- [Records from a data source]
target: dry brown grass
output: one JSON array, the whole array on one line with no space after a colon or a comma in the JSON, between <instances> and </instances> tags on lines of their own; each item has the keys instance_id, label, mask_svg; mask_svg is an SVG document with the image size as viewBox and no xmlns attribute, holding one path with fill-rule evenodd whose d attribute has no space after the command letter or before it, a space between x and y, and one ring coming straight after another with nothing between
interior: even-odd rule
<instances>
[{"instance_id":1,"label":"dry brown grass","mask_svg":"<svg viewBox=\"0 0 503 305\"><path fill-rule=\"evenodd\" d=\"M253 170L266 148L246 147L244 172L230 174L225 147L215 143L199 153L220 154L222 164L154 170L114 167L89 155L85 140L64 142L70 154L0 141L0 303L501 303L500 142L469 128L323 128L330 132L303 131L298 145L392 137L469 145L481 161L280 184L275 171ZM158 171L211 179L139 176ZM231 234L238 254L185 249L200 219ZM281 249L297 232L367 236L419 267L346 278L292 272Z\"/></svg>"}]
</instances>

- [Problem statement] List every line above that contains the string "instances".

- [The answer]
output: one JSON array, the whole array on one line with no space after a colon or a comma in the JSON, between <instances> and </instances> tags on lines of their own; each item has the keys instance_id, label, mask_svg; mask_svg is an SVG document with the image size as viewBox and no xmlns attribute, holding one path with fill-rule evenodd whose d attribute has no space after the command letter or before it, a space between x and y, and one ring coming straight after another with nothing between
<instances>
</instances>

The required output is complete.